AIM OF THE TASK
Gather every line in the material below that contains the string "dark", treating uppercase and lowercase letters as different.

Dataset rows showing where objects appear
((

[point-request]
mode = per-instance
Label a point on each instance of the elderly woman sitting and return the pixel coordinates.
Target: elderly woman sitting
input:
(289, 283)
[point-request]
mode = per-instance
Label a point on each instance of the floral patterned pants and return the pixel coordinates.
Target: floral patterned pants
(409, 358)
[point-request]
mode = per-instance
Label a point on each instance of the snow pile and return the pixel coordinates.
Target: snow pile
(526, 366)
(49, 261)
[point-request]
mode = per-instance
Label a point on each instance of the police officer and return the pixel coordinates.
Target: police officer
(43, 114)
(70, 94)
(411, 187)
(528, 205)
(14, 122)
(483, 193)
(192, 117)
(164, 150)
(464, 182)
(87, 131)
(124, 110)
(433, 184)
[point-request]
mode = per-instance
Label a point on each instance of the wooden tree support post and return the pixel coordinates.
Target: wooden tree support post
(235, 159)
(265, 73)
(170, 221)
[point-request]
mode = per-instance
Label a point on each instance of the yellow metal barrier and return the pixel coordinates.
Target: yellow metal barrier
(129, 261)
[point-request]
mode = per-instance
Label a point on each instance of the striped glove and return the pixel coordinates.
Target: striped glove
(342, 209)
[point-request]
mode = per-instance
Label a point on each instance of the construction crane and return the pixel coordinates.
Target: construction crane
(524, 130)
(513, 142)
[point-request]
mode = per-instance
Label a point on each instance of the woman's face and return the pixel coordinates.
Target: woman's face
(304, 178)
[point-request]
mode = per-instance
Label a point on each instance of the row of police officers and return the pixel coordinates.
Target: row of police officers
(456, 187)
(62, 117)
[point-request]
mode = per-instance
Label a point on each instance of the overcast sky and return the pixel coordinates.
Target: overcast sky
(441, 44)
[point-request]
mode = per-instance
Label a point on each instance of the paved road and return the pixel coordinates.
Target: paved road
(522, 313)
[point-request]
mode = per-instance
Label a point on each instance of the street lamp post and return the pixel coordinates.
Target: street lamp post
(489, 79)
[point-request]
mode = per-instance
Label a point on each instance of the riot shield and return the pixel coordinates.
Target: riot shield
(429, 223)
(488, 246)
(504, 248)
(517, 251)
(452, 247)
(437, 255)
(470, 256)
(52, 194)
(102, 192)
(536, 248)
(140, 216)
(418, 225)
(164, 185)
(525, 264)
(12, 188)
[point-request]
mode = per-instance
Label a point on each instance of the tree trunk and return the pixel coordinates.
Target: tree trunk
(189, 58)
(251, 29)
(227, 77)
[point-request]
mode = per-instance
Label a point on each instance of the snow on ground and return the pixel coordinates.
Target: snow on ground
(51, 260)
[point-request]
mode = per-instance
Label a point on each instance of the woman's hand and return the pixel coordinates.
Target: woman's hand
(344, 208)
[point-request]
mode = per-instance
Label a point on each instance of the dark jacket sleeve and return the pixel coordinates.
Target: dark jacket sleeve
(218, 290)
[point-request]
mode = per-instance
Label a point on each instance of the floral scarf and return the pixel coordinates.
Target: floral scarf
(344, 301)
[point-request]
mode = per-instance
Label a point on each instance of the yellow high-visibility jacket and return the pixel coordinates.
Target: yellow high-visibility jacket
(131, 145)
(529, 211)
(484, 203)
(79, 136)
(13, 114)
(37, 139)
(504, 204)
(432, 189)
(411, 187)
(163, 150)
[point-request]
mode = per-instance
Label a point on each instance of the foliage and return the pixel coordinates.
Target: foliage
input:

))

ANSWER IN FULL
Label a point on each instance of the dark jacket sleeve and return the pixel coordinates.
Target: dark jacket sleeve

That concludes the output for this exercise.